Quoted passage:
####
SPFE members and community supporters rallied in 2020 to support the union’s contract campaign. (UA file photo)
The St. Paul Federation of Educators last week reached a tentative agreement on new union contracts covering about 4,000 teachers, education assistants and school professionals working in the state’s second-largest school district.
If union members and the Board of Education vote to ratify the two-year contracts, they could take effect before the district’s first day of school.
That’s a big departure from recent bargaining cycles, which take place every two years. Talks between the St. Paul Public Schools and SPFE typically extend deep into the school year and have often required assistance from a state mediator.
Educators had voted to authorize a strike in each round of talks since 2018. They went on strike for a week in 2020.
This time around, SPFE and the district committed to a robust summer bargaining schedule, meeting for full days instead of evenings. Union negotiators credited the early settlement to engagement both from rank-and-file members, who spoke to the union’s proposals during open bargaining, and from district leaders.
Erica Schatzlein, SPFE’s lead negotiator, said newly hired Superintendent Stacie Stanley and school board members – at least one of whom attended every session – set a new tone for the collective bargaining process.
Stanley’s predecessor, Joe Gothard, would “show up on the first night in a suit, stand up, give a speech and then we would not see him again typically until very close to a strike date,” Schatzlein, who has been part of the union’s negotiations team since 2012, said.
“Dr. Stanley wasn’t there all the time – we expect that she can’t be – but she was there often. In crunch time she was there pretty much the whole time, for a lot of hard discussions, and she participated. She offered some solutions. It was a very different vibe.”
Focused on dignity
Educators and the district make bargaining sessions open to the public, and SPFE took steps to turn out its members in support of their negotiators. The union provided child care, held cookouts and brought in an ice-cream truck.
SPFE also took a new approach to presenting its contract proposals, organizing members with similar interests into “bargaining action teams,” which joined the union’s elected negotiators whenever those issues were on the agenda.
Schatzlein, an English-learner teacher at Nokomis North Middle School, declined to discuss economic gains until they had been presented to union members, but she said the strategy built on the SPFE’s work over the last two decades to expand the scope of bargaining and push for the “schools St. Paul students deserve.”
“We went into this round talking about dignity,” she said. “We’re in a political climate right now where things that would have shocked us eight years ago are happening all the time. So what do we need to do to shore up our contract language to provide dignity for our members and our students and families across the district?”
The district agreed to language that protects students’ right to be addressed by their preferred name and pronouns – and protects educators from discipline for using them. SPPS also agreed language that recommits the district to educating every student in the district, regardless of immigration status.
The new contract delivers new standards on staffing, training and beyond for educators at RiverEast, which provides therapeutic services to students in the district with acute special-education needs.
####
Data supplied:
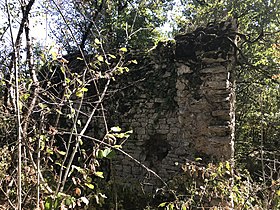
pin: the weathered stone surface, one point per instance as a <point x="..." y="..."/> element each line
<point x="183" y="107"/>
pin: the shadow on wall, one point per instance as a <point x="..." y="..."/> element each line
<point x="156" y="149"/>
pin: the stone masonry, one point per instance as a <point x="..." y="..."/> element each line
<point x="179" y="102"/>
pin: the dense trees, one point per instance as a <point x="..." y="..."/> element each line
<point x="35" y="85"/>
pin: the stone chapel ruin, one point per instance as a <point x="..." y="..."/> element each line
<point x="179" y="102"/>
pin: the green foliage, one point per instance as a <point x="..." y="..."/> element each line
<point x="218" y="187"/>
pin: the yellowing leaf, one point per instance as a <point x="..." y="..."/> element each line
<point x="99" y="174"/>
<point x="116" y="129"/>
<point x="90" y="186"/>
<point x="123" y="49"/>
<point x="85" y="200"/>
<point x="100" y="58"/>
<point x="112" y="56"/>
<point x="97" y="41"/>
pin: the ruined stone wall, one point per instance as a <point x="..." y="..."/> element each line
<point x="179" y="102"/>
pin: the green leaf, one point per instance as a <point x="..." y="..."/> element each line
<point x="162" y="204"/>
<point x="100" y="154"/>
<point x="117" y="146"/>
<point x="58" y="111"/>
<point x="198" y="159"/>
<point x="85" y="200"/>
<point x="123" y="49"/>
<point x="99" y="174"/>
<point x="79" y="94"/>
<point x="97" y="41"/>
<point x="61" y="152"/>
<point x="84" y="89"/>
<point x="48" y="203"/>
<point x="90" y="186"/>
<point x="100" y="58"/>
<point x="116" y="129"/>
<point x="112" y="56"/>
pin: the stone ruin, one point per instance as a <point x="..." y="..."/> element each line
<point x="179" y="102"/>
####
What you are asked to do: Please reproduce everything in the St. Paul contract article from "SPFE members and" down to "second-largest school district.", swapping "teachers" for "instructors". The data is separate material from the St. Paul contract article.

Task answer:
SPFE members and community supporters rallied in 2020 to support the union’s contract campaign. (UA file photo)
The St. Paul Federation of Educators last week reached a tentative agreement on new union contracts covering about 4,000 instructors, education assistants and school professionals working in the state’s second-largest school district.